* _THINGS TO DO_:
1. Translate this sentence from the RestrictInfo thread into Spanish: "RestrictInfo is not a general expression node and support for it has been deliberately omitted from expression_tree_walker()."
2. From the RestrictInfo thread, return the passage starting at "RestrictInfo is not" and ending at "other bad idea.".
3. Which source file does the patch in the RestrictInfo thread change?

FIX : teach expression walker about RestrictInfo

Started by Tomas Vondraover 10 years ago12 messages
#1Tomas Vondra
tomas.vondra@2ndquadrant.com
1 attachment(s)

Hi there,

the attached trivial patch adds handling of RestrictInfo nodes into
expression_tree_walker(). This is needed for example when calling
pull_varnos or (or other functions using the expression walker) in
clausesel.c, for example. An example of a query causing errors with
pull_varnos is

select * from t where (a >= 10 and a <= 20) or (b >= 15 and b <= 20);

which gets translated into an expression tree like this:

BoolExpr [OR_EXPR]
BoolExpr [AND_EXPR]
RestrictInfo
OpExpr [Var >= Const]
RestrictInfo
OpExpr [Var <= Const]
BoolExpr [AND_EXPR]
RestrictInfo
OpExpr [Var >= Const]
RestrictInfo
OpExpr [Var <= Const]

and the nested RestrictInfo nodes make the walker fail because of
unrecognized node.

It's possible that expression walker is not supposed to know about
RestrictInfo, but I don't really see why would that be the case.

regards

--
Tomas Vondra http://www.2ndQuadrant.com
PostgreSQL Development, 24x7 Support, Remote DBA, Training & Services

Attachments:

expression-walker-fix.patchtext/x-patch; name=expression-walker-fix.patchDownload
diff --git a/src/backend/nodes/nodeFuncs.c b/src/backend/nodes/nodeFuncs.c
index d6f1f5b..843f06d 100644
--- a/src/backend/nodes/nodeFuncs.c
+++ b/src/backend/nodes/nodeFuncs.c
@@ -1933,6 +1933,8 @@ expression_tree_walker(Node *node,
 			return walker(((PlaceHolderInfo *) node)->ph_var, context);
 		case T_RangeTblFunction:
 			return walker(((RangeTblFunction *) node)->funcexpr, context);
+		case T_RestrictInfo:
+			return walker(((RestrictInfo *) node)->clause, context);
 		default:
 			elog(ERROR, "unrecognized node type: %d",
 				 (int) nodeTag(node));
#2Tom Lane
tgl@sss.pgh.pa.us
In reply to: Tomas Vondra (#1)
Re: FIX : teach expression walker about RestrictInfo

Tomas Vondra <tomas.vondra@2ndquadrant.com> writes:

the attached trivial patch adds handling of RestrictInfo nodes into
expression_tree_walker().

RestrictInfo is not a general expression node and support for it has
been deliberately omitted from expression_tree_walker(). So I think
what you are proposing is a bad idea and probably a band-aid for some
other bad idea.

This is needed for example when calling
pull_varnos or (or other functions using the expression walker) in
clausesel.c, for example. An example of a query causing errors with
pull_varnos is

select * from t where (a >= 10 and a <= 20) or (b >= 15 and b <= 20);

Really?

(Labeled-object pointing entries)
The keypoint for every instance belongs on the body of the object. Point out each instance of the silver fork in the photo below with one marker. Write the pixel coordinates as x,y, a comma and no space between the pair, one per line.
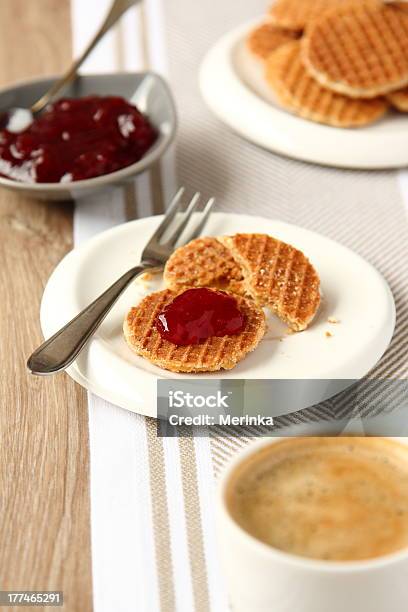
62,348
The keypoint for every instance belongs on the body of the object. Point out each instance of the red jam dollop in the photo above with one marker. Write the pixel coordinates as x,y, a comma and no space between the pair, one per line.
198,314
76,139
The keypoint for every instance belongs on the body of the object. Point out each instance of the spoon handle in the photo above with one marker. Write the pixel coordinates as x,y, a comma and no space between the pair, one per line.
59,351
116,11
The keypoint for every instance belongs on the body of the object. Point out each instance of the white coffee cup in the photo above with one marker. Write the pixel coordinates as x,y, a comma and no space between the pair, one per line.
263,579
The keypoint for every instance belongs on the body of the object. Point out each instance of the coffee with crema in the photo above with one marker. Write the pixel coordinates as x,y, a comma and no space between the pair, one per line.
335,499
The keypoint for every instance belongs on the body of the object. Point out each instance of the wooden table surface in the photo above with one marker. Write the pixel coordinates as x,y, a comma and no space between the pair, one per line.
44,484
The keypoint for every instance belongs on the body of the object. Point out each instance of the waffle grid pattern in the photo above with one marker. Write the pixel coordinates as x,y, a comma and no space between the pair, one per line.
297,91
204,262
278,276
267,37
360,50
214,354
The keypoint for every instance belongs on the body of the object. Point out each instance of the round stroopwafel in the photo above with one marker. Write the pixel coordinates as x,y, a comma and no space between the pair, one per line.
360,49
277,276
267,38
203,262
297,91
399,99
215,353
297,14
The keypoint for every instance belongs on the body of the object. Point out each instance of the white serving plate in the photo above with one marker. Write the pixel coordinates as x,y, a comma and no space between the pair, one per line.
354,292
233,87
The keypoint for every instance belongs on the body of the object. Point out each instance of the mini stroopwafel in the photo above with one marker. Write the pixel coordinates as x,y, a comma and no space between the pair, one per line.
267,38
360,49
214,354
277,276
297,91
204,262
297,14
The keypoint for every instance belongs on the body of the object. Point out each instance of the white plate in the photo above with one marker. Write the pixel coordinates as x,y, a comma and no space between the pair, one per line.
353,290
233,88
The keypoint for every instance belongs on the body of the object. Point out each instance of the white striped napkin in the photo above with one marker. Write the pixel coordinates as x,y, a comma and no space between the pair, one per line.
153,540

* _SOLUTIONS_:
1. RestrictInfo no es un nodo de expresión general, y el soporte para él se ha omitido deliberadamente de expression_tree_walker().

2.
RestrictInfo is not a general expression node and support for it has
been deliberately omitted from expression_tree_walker(). So I think
what you are proposing is a bad idea and probably a band-aid for some
other bad idea.

3. src/backend/nodes/nodeFuncs.c